**ITEMS**

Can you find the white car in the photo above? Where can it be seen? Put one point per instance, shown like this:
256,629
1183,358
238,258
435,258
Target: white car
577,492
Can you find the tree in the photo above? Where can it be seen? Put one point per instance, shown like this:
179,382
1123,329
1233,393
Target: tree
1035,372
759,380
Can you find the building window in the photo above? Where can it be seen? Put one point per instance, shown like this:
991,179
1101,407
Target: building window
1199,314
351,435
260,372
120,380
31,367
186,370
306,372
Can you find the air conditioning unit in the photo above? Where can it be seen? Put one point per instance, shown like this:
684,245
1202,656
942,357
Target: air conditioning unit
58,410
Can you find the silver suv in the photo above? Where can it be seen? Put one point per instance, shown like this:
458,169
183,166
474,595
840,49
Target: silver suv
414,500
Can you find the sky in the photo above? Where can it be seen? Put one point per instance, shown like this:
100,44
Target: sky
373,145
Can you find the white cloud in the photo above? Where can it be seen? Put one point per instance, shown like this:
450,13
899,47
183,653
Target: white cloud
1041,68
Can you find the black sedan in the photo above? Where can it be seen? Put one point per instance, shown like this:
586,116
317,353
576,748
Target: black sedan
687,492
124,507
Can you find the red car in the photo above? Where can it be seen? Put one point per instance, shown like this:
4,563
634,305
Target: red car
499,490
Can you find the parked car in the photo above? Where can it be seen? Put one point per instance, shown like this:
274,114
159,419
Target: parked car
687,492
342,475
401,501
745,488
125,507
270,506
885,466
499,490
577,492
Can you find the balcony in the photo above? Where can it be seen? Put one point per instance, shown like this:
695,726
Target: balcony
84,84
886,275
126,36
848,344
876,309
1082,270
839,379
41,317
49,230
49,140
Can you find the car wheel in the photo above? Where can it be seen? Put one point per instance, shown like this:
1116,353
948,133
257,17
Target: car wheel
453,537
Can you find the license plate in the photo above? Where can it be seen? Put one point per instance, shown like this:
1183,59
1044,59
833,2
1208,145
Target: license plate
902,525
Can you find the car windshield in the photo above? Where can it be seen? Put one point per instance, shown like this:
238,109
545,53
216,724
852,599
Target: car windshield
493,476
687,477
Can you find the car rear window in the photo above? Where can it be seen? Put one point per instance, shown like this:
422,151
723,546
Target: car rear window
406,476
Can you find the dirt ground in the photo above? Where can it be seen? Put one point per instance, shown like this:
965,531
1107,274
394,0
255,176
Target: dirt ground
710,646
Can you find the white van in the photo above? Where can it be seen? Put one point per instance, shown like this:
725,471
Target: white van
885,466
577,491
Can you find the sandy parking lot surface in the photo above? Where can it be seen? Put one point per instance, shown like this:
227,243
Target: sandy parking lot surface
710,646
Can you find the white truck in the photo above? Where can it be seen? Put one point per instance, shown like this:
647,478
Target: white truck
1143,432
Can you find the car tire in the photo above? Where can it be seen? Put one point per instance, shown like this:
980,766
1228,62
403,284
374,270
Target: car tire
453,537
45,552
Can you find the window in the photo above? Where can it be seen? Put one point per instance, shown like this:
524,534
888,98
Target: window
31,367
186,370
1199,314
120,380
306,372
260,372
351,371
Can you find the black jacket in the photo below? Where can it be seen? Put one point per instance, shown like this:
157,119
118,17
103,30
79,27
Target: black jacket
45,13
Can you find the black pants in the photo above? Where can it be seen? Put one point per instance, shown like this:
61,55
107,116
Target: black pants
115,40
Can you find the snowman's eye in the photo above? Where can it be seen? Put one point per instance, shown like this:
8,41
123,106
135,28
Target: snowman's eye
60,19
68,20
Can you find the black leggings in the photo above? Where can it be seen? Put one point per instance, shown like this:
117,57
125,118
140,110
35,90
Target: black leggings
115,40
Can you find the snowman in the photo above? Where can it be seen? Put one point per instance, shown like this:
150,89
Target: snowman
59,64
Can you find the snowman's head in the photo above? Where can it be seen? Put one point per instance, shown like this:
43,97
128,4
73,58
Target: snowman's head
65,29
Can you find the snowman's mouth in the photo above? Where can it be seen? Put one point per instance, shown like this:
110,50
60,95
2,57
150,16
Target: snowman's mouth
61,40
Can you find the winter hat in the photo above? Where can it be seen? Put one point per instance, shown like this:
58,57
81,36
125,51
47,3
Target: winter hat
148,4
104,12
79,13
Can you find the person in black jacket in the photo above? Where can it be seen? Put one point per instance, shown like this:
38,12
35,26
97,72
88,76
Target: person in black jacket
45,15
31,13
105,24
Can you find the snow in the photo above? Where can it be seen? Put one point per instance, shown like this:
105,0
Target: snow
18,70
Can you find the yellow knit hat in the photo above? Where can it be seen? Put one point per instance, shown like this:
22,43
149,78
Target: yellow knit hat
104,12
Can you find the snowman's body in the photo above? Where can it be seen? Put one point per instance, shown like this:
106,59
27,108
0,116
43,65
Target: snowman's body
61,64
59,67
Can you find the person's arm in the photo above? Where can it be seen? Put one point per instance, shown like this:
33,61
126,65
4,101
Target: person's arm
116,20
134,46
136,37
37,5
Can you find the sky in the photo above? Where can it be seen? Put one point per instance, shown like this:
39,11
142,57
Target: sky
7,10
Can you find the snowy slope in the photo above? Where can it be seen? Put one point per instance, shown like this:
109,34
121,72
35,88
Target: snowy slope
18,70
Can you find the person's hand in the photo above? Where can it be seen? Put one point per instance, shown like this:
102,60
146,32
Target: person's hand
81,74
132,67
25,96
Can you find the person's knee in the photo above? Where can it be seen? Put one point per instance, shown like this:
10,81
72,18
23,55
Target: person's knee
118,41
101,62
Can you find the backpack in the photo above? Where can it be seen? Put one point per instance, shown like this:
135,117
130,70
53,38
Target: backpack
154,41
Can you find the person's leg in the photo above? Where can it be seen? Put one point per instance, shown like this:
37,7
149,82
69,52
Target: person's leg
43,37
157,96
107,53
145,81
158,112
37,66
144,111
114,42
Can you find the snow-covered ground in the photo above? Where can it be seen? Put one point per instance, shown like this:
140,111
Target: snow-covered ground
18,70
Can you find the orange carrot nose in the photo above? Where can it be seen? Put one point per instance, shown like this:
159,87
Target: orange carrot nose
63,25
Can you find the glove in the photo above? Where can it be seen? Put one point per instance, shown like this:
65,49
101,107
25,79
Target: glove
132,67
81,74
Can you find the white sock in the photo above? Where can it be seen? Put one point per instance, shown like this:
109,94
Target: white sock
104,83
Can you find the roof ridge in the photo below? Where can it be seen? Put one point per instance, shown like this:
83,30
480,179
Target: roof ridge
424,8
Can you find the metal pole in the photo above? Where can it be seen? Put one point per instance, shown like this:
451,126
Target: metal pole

**TASK TO CARRY OUT**
Extract all of the data exactly as written.

**THE RESPONSE**
Can you find the white car in the photo above? Where can it be seen? Put one point per instance, shown like this:
256,629
1183,358
238,258
435,258
Target: white car
577,492
Can you find the tree in the photo above? Where can it be seen? Put one point per instance, shown like this:
179,382
1123,329
1233,393
Target: tree
1035,372
759,380
Can you find the building window in the photo above? Where can it be seen? Put one point per instance, shown like this:
991,179
1101,407
Target: building window
1199,314
351,435
260,372
120,380
31,367
186,370
306,372
Can you find the air conditioning unit in the photo above? Where can it be seen? Put one point per instance, shown like this:
684,245
1202,656
942,357
Target: air conditioning unit
58,410
Can you find the silver suv in the photo above? Where can it be seen? Put one point per instance, shown like this:
458,169
183,166
474,595
840,49
Target: silver suv
414,500
Can you find the sky in the photo above? Where can it be seen? Put one point per instance, shown like this:
100,44
Target: sky
373,145
Can you find the white cloud in the photo above? Where can it be seen? Put one point per instance, shown like this:
450,13
899,47
183,653
Target: white cloud
1041,68
Can you find the black sedan in the photo above? Where can it be seen? Put one point per instance, shown like this:
586,116
317,353
576,748
Target: black sedan
687,492
124,507
Can you find the red car in the photo above? Where can it be seen? Put one point per instance, shown like this:
4,563
634,305
Target: red car
499,490
Can you find the parked car in the photo above? Where can it be seen? Put one point per instance, shown like this:
274,114
159,419
Target: parked car
687,492
342,475
401,501
745,488
125,507
270,506
885,466
499,490
577,492
Can you find the balcony in the photo above? Where can it be seen? Put one point per instance, shown like this:
695,726
Target: balcony
84,84
886,275
126,36
848,344
876,309
1082,270
839,379
41,317
49,230
49,140
Can you find the car wheel in the photo above? Where can it be seen? Put one point per instance, shown like this:
1116,353
948,133
257,17
Target: car wheel
453,537
Can you find the license plate in the photo above? Where can it be seen? Put one point per instance, shown like this:
1183,59
1044,59
833,2
1208,145
Target: license plate
902,525
Can you find the car windshield in the photo above? Where can it be seen? Put one point per instance, shown like this:
238,109
545,53
216,724
852,599
Target: car windshield
493,476
687,477
Can you find the car rear window in the photo above? Where can it be seen? Put one point per instance, shown like this:
422,151
723,546
Target: car rear window
406,476
Can you find the dirt ground in the photo above? Where can it be seen? Put one point per instance, shown like this:
965,531
1107,274
394,0
255,176
Target: dirt ground
710,646
Can you find the white van in the photo above? Where can it be seen? Put one point per instance, shown like this:
725,471
Target: white van
885,466
577,491
Can you find the sandy parking lot surface in the photo above? Where can it be seen? Put one point per instance, shown like this:
227,243
Target: sandy parking lot surface
710,646
Can you find the white truck in the photo above? Where can it be seen? Put one point per instance, shown like this:
647,478
Target: white truck
1143,432
Can you find the car tire in the photo above? Where can it be seen? Put one point per instance, shown like this:
980,766
1228,62
403,284
374,270
Target: car tire
453,537
45,552
Can you find the window in the photo above? Where can it be seen? Put one point per instance, shown like this:
524,534
888,98
Target: window
31,367
186,370
1199,314
120,380
306,372
260,372
351,371
Can you find the black jacket in the photo below? Where can it be seen? Put one point per instance, shown like this:
157,119
118,17
103,30
79,27
Target: black jacket
45,13
Can you find the black pants in the photo above? Where can it be seen? Put one point per instance, shown like this:
61,55
107,116
Target: black pants
115,40
Can you find the snowman's eye in the photo above? Where can it be seen? Put one point per instance, shown like this:
8,41
123,106
135,28
Target: snowman's eye
60,19
68,20
Can you find the black leggings in the photo above? Where can it be seen? Put one point per instance, shown like this:
117,57
125,118
140,110
35,90
Target: black leggings
115,40
Can you find the snowman in the photo above? Where can it be seen? Put one point per instance, shown like this:
150,89
Target: snowman
59,64
Can you find the snowman's head in the photo above? Where can it be seen? Put one point per instance, shown like this:
43,97
128,4
73,58
Target: snowman's head
65,29
Can you find the snowman's mouth in the photo above? Where can it be seen? Put one point per instance, shown like this:
110,50
60,95
2,57
150,16
Target: snowman's mouth
61,40
Can you find the winter hat in the photo above? Where can it be seen? Put one point per instance, shown like this:
58,57
81,36
125,51
47,3
Target: winter hat
148,4
104,12
79,13
Can you find the person in black jacket in the photo above? Where can it be seen? Put one point per instance, shown like this:
38,12
35,26
97,72
88,76
Target: person in black jacket
45,15
31,13
105,24
Can you find the snow in the photo above? Where can it be seen? Put one point per instance, shown like this:
105,0
Target: snow
18,70
Can you find the yellow knit hat in the photo above? Where can it be seen? Put one point per instance, shown like this:
22,43
149,78
Target: yellow knit hat
104,12
Can you find the snowman's body in the photo above? Where can it be seen? Put one point per instance, shown like this:
106,59
27,108
0,116
43,65
Target: snowman's body
61,64
59,67
Can you find the person's arm in the photo above? Where can it be seen? Put one point per instance, shown like this:
33,61
126,65
4,101
Target: person's arm
116,20
134,46
136,37
37,5
Can you find the sky in the photo above? Where can it be seen? Put one point per instance, shown like this:
39,11
142,57
Target: sky
7,10
Can you find the snowy slope in the photo above? Where can it be seen? Put one point per instance, shown like this:
109,34
121,72
35,88
Target: snowy slope
18,70
Can you find the person's hand in the photo above? Where can it be seen? Put one point per instance, shown like this:
102,60
146,32
Target: person's hand
81,74
132,67
25,96
Can you find the person's knee in the photo above? Where can it be seen? Put one point per instance, shown like this:
10,81
72,18
23,55
Target: person's knee
118,41
101,62
Can you find the backpack in the photo above? Where can it be seen? Put one point per instance, shown like this:
135,117
130,70
53,38
Target: backpack
154,41
Can you find the person's leg in the photo above? Where can it be seen? Put one point per instance, shown like this:
37,7
149,82
69,52
Target: person's leg
43,37
157,96
107,53
145,81
158,112
37,66
144,111
114,42
Can you find the snow-covered ground in the photo above? Where can it be seen? Put one point per instance, shown like this:
140,111
Target: snow-covered ground
18,70
Can you find the orange carrot nose in the photo above? Where can it be seen? Put one point per instance, shown like this:
159,87
Target: orange carrot nose
63,25
Can you find the glove in the photo above? Where can it be seen? Put one point per instance, shown like this:
65,49
101,107
25,79
Target: glove
132,67
81,74
Can you find the white sock in the photo above? Where can it be seen? Put one point per instance, shown like this:
109,94
Target: white sock
104,83
Can you find the roof ridge in the photo below? Where can it be seen? Put one point per instance, shown like this:
83,30
480,179
Target: roof ridge
424,8
Can you find the metal pole in the photo above? Where can it be seen? Put one point per instance, shown like this:
451,126
Target: metal pole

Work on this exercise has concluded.